[INSTRUCTIONS FOR THE TASK]: Arrange every line of the material below as a Markdown table with the columns "Row" and "Line," numbering each row and skipping blank lines. Leave the pictures out of the answer.

━━━━━ SOURCE MATERIAL ━━━━━

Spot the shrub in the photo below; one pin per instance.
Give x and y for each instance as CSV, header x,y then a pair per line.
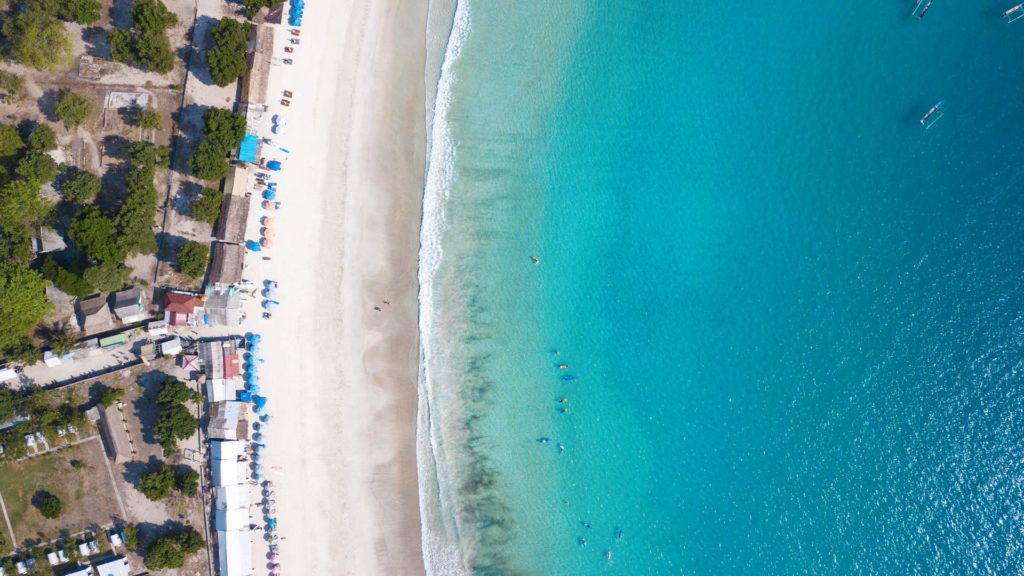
x,y
148,119
145,45
208,162
38,39
81,187
10,140
47,504
73,109
69,281
158,483
62,339
227,58
11,84
193,257
207,207
42,138
110,396
97,236
187,483
134,220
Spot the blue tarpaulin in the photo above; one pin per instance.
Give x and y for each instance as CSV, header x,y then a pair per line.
x,y
247,152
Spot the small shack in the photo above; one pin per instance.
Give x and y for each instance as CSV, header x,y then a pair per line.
x,y
93,316
128,305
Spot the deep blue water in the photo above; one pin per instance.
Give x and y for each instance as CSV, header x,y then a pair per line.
x,y
793,315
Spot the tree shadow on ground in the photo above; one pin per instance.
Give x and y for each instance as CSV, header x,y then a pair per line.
x,y
169,246
144,407
187,194
97,44
48,105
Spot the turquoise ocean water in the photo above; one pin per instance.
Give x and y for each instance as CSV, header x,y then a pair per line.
x,y
794,317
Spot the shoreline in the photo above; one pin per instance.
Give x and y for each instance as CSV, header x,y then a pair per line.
x,y
341,375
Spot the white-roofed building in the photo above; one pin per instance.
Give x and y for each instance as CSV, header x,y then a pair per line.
x,y
225,472
226,450
118,566
233,519
235,552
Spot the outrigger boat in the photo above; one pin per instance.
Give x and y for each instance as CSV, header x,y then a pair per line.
x,y
933,116
1015,13
924,10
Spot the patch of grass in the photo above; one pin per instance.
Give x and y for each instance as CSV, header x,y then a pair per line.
x,y
84,490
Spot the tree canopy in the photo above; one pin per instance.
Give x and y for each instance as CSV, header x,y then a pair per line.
x,y
158,483
193,257
47,504
42,138
96,235
207,207
227,58
145,45
147,119
38,39
23,302
73,109
172,549
223,130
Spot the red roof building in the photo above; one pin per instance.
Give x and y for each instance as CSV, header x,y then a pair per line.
x,y
180,306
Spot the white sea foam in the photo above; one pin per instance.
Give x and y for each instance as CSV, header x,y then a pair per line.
x,y
441,552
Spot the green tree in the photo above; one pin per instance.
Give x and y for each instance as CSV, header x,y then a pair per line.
x,y
73,109
96,235
110,396
62,338
108,277
134,220
224,128
145,155
10,140
39,40
208,162
37,167
193,257
80,11
227,58
42,138
11,84
22,205
69,281
148,119
145,45
81,187
23,302
131,537
47,504
158,483
187,483
173,391
207,207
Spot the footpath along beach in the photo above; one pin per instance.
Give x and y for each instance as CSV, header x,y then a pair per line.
x,y
340,374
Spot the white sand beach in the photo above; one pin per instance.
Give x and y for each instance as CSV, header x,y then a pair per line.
x,y
339,375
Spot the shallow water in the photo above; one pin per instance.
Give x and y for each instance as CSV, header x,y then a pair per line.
x,y
793,316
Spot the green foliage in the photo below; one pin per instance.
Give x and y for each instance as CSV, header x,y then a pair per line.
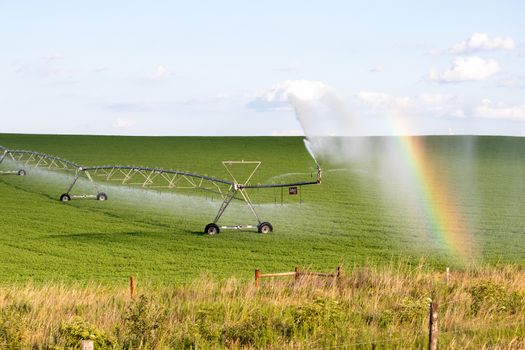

━━━━━

[RESULT BELOW]:
| Row | Line |
|---|---|
| 1 | Spot the shrub in the photo below; one pin per instance. |
| 2 | Give x and y for each instance as CSV, header x,y then a pair per line. |
| 3 | x,y |
| 4 | 148,119 |
| 5 | 145,45 |
| 6 | 208,162 |
| 7 | 38,39 |
| 8 | 81,187 |
| 9 | 10,140 |
| 10 | 47,504 |
| 11 | 73,109 |
| 12 | 69,281 |
| 13 | 158,483 |
| 14 | 62,339 |
| 15 | 227,58 |
| 16 | 11,84 |
| 17 | 193,257 |
| 18 | 207,207 |
| 19 | 42,138 |
| 20 | 110,396 |
| 21 | 97,236 |
| 22 | 187,483 |
| 23 | 134,220 |
| 24 | Spot the blue tarpaulin in the photo above; one pin per instance. |
| 25 | Give x and y for each instance as CSV, header x,y then a pair per line. |
| 26 | x,y |
| 27 | 247,152 |
| 28 | Spot the small shack in the photo above; one pin per instance. |
| 29 | Give x and y for each instance as CSV, header x,y then a pair per line. |
| 30 | x,y |
| 31 | 93,316 |
| 32 | 128,305 |
| 33 | Spot the deep blue water in the photo above; one pin per instance. |
| 34 | Give x and y for each instance as CSV, header x,y then a pair per line. |
| 35 | x,y |
| 36 | 793,315 |
| 37 | Spot the tree shadow on ground in the photo above; one pin per instance. |
| 38 | Give x and y for each instance as CSV, header x,y then a pair per line. |
| 39 | x,y |
| 40 | 169,246 |
| 41 | 144,407 |
| 42 | 187,194 |
| 43 | 97,44 |
| 44 | 48,105 |
| 45 | Spot the turquoise ocean water in the photo above; one pin per instance. |
| 46 | Give x and y for each instance as CSV, header x,y then a pair per line. |
| 47 | x,y |
| 48 | 794,317 |
| 49 | Spot the shoreline in the photo above; one pin per instance. |
| 50 | Give x and y for each instance as CSV, header x,y then a pair per line. |
| 51 | x,y |
| 52 | 341,375 |
| 53 | Spot the white-roofed building in the photo above; one pin per instance. |
| 54 | Give x and y for each instance as CSV, header x,y then a pair per line. |
| 55 | x,y |
| 56 | 225,472 |
| 57 | 226,450 |
| 58 | 118,566 |
| 59 | 233,519 |
| 60 | 235,552 |
| 61 | Spot the outrigger boat in the photo above; one pin per instance. |
| 62 | Give x and y for each instance as CSV, header x,y then a pair per line. |
| 63 | x,y |
| 64 | 933,116 |
| 65 | 1015,13 |
| 66 | 924,10 |
| 67 | Spot the patch of grass in the photo above; one pin per instance. |
| 68 | Give x and y for each instance as CSV, header x,y then a pair per line. |
| 69 | x,y |
| 70 | 84,490 |
| 71 | Spot the tree canopy in the photo above; one pin per instance. |
| 72 | Give x and y for each instance as CSV, header x,y then a pair per line. |
| 73 | x,y |
| 74 | 158,483 |
| 75 | 193,257 |
| 76 | 47,504 |
| 77 | 42,138 |
| 78 | 96,235 |
| 79 | 207,207 |
| 80 | 227,58 |
| 81 | 145,45 |
| 82 | 147,119 |
| 83 | 38,39 |
| 84 | 23,302 |
| 85 | 73,109 |
| 86 | 172,549 |
| 87 | 223,130 |
| 88 | Spot the red roof building in the photo above; one pin per instance. |
| 89 | Give x and y for each instance as CSV, header x,y then a pair per line. |
| 90 | x,y |
| 91 | 180,306 |
| 92 | Spot the white sea foam in the photo above; one pin per instance. |
| 93 | Give x and y for each instance as CSV, header x,y then a pair per line. |
| 94 | x,y |
| 95 | 441,552 |
| 96 | Spot the green tree in the photo above; one pin per instance. |
| 97 | Give x and y for each instance as CSV, header x,y then a pair per line. |
| 98 | x,y |
| 99 | 73,109 |
| 100 | 96,235 |
| 101 | 110,396 |
| 102 | 62,338 |
| 103 | 108,277 |
| 104 | 134,220 |
| 105 | 224,128 |
| 106 | 145,155 |
| 107 | 10,140 |
| 108 | 39,40 |
| 109 | 208,162 |
| 110 | 37,167 |
| 111 | 193,257 |
| 112 | 80,11 |
| 113 | 227,58 |
| 114 | 42,138 |
| 115 | 11,84 |
| 116 | 22,205 |
| 117 | 69,281 |
| 118 | 148,119 |
| 119 | 145,45 |
| 120 | 81,187 |
| 121 | 23,302 |
| 122 | 131,537 |
| 123 | 47,504 |
| 124 | 158,483 |
| 125 | 187,483 |
| 126 | 173,391 |
| 127 | 207,207 |
| 128 | Spot the footpath along beach in the photo above; one pin per instance. |
| 129 | Give x and y for each instance as CSV, header x,y then a pair per line. |
| 130 | x,y |
| 131 | 340,374 |
| 132 | Spot the white sand beach in the photo above; one pin per instance. |
| 133 | Give x and y for each instance as CSV, header x,y then a pair per line. |
| 134 | x,y |
| 135 | 339,375 |
| 136 | Spot the shallow water in the photo above; one pin per instance. |
| 137 | Give x and y for each instance as CSV, header x,y then a pair per line. |
| 138 | x,y |
| 139 | 793,316 |
| 140 | Spot the green foliage in the photo below; one pin per instance. |
| 141 | Give x and y for each instance as CSV, header x,y then a pair per line. |